§ **REQUIREMENT**: Locate every line in the data below that contains the word "brown" and copy each such line.

§ **RECORDS SUPPLIED**:
- - - - - - -

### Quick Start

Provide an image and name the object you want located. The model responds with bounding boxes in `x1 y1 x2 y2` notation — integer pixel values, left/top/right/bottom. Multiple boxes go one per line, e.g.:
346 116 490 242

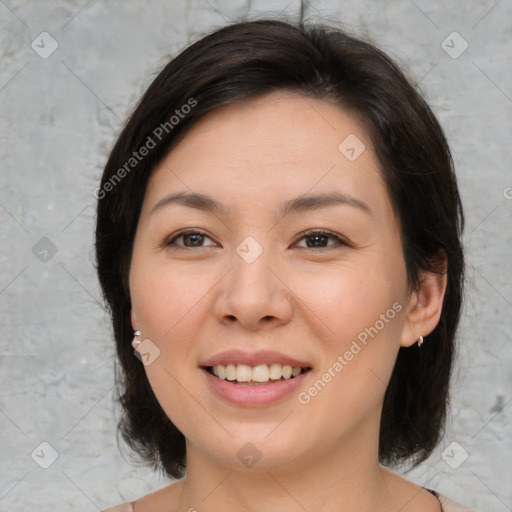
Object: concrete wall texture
0 0 512 512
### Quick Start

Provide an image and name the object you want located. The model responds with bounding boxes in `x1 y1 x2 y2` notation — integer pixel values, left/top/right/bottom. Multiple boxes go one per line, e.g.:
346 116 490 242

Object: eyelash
161 228 351 252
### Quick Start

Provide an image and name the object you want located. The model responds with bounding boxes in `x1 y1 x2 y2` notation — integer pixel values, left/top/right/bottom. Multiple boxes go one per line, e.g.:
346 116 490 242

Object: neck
176 416 393 512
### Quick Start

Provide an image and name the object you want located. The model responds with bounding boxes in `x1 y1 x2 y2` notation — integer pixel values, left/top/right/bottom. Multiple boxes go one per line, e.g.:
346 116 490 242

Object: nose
215 238 293 330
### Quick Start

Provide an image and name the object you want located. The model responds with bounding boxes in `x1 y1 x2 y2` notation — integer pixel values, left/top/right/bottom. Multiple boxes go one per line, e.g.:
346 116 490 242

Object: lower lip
201 368 311 407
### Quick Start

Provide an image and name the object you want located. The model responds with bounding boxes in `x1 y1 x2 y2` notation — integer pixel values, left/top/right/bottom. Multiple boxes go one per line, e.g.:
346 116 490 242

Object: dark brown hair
96 19 464 477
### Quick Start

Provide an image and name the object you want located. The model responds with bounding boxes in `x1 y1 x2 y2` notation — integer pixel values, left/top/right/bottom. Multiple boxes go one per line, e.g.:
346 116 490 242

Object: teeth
213 363 302 382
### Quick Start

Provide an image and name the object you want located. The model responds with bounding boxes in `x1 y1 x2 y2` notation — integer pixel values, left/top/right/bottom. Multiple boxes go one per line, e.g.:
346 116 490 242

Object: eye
163 229 216 248
299 229 349 249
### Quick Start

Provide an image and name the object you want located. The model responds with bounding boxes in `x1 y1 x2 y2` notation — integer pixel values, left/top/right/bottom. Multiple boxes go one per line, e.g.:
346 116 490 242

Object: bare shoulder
384 468 475 512
101 502 133 512
439 494 475 512
130 480 182 512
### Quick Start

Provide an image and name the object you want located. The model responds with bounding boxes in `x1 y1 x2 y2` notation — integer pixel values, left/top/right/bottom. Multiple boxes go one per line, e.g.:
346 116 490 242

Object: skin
129 91 446 512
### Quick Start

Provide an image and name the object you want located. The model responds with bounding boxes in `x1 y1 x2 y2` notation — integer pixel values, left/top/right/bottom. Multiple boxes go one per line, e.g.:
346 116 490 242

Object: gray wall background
0 0 512 512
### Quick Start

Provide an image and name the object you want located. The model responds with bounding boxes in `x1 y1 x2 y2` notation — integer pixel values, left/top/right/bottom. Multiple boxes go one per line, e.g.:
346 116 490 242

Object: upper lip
199 350 311 368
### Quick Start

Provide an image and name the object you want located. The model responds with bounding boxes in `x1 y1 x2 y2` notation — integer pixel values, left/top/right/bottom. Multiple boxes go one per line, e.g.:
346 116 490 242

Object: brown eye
294 230 348 249
165 230 215 248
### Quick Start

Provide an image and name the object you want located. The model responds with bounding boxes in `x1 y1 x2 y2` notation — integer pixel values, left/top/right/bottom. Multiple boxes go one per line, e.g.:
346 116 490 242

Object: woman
96 20 476 512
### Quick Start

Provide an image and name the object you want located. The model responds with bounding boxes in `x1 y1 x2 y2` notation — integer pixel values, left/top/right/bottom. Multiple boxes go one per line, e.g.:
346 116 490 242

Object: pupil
183 233 203 247
308 235 326 247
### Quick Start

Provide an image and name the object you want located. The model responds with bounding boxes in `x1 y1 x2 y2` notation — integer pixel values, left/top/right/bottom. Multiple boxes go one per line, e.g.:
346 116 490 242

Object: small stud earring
132 331 142 349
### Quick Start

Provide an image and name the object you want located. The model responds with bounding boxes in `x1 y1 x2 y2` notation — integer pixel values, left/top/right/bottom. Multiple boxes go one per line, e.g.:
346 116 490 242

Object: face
129 92 425 467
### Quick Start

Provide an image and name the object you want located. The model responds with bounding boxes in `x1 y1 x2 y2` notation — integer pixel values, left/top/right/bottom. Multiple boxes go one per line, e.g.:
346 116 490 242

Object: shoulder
101 502 133 512
437 493 475 512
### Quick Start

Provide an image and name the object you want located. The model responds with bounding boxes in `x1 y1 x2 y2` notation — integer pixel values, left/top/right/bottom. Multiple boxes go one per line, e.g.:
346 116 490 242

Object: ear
130 309 138 331
400 251 447 347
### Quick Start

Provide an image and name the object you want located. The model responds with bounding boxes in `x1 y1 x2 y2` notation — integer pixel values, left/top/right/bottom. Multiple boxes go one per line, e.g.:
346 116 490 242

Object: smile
206 363 311 386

- - - - - - -

§ **CORRECT RESPONSE**:
Object: dark brown hair
Object: brown eye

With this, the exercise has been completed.